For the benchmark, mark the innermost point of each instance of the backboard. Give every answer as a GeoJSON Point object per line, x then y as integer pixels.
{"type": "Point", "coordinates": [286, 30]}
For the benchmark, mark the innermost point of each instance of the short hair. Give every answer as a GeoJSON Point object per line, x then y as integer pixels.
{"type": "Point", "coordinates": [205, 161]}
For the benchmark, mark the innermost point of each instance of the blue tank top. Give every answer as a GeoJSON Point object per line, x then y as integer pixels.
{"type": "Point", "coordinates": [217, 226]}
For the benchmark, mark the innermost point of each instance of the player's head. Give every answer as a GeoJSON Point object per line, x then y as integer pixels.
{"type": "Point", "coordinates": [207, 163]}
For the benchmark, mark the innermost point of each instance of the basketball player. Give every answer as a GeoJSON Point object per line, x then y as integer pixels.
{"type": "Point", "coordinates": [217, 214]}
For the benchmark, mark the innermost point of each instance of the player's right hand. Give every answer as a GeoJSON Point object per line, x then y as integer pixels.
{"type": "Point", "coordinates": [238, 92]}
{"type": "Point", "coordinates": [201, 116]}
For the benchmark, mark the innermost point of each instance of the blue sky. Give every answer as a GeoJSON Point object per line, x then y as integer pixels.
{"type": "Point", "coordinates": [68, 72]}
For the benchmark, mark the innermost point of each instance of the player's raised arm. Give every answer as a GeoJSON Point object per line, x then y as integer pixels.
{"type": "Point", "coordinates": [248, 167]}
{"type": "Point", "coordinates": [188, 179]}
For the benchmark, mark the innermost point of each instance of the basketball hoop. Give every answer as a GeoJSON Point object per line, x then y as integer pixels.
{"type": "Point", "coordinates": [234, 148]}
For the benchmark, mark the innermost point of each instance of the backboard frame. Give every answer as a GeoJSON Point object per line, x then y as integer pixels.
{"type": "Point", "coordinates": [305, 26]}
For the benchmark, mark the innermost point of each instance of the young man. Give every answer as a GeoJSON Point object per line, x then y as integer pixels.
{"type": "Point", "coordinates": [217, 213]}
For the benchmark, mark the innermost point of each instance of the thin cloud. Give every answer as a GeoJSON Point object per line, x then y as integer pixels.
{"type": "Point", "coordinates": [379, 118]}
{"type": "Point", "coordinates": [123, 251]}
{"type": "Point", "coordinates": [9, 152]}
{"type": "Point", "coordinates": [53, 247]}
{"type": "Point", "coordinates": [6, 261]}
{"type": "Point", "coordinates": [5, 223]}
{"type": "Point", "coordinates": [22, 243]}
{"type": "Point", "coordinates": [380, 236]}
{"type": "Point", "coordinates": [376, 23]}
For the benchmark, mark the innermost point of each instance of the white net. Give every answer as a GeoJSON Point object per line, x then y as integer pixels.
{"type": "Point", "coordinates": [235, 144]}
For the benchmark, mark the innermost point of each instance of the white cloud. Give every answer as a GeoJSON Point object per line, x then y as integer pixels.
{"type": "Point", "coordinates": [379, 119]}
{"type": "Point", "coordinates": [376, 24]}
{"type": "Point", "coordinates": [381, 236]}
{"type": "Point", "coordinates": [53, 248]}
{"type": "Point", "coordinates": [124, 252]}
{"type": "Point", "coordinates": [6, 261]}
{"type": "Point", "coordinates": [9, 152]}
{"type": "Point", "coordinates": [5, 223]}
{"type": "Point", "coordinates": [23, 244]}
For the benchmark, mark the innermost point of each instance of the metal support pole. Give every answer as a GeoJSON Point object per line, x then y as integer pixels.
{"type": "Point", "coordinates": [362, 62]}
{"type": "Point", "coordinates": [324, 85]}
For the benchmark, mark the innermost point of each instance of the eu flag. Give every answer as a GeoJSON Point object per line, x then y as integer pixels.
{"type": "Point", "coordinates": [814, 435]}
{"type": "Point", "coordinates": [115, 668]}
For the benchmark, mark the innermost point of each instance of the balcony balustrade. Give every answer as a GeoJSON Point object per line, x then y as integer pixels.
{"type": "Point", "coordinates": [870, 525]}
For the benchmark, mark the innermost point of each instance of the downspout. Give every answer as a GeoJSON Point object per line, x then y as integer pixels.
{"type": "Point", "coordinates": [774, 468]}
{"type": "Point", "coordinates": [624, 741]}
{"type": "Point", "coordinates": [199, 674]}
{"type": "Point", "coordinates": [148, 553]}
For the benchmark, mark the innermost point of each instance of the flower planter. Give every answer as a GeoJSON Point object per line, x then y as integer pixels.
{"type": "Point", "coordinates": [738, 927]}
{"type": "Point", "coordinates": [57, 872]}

********

| Prompt |
Rewrite the entries starting at the line that contains "the eu flag." and ending at the end of the entries, swapping "downspout" for "drainpipe" and keeping everything else the same. Return only those lines.

| The completed task |
For the benchmark, mark the innermost point of each instance of the eu flag. Give every answer as a GeoJSON Point object per line, x then y as integer pixels.
{"type": "Point", "coordinates": [814, 435]}
{"type": "Point", "coordinates": [115, 668]}
For the benchmark, mark the innermost point of each instance of the balcony balustrade. Give every answer as a GeoJSON Point object per line, x then y as integer pixels.
{"type": "Point", "coordinates": [870, 525]}
For the benchmark, mark the innermost point of each instance of the drainpipe. Give every answer as a GeoJSON Point object per line, x then y as integer pixels.
{"type": "Point", "coordinates": [774, 468]}
{"type": "Point", "coordinates": [624, 741]}
{"type": "Point", "coordinates": [199, 674]}
{"type": "Point", "coordinates": [148, 553]}
For the benchmark, mark the innermost point of each instance of the flower planter. Give every answer as a GeoJSON Point object per line, x then y as integer pixels.
{"type": "Point", "coordinates": [738, 927]}
{"type": "Point", "coordinates": [57, 872]}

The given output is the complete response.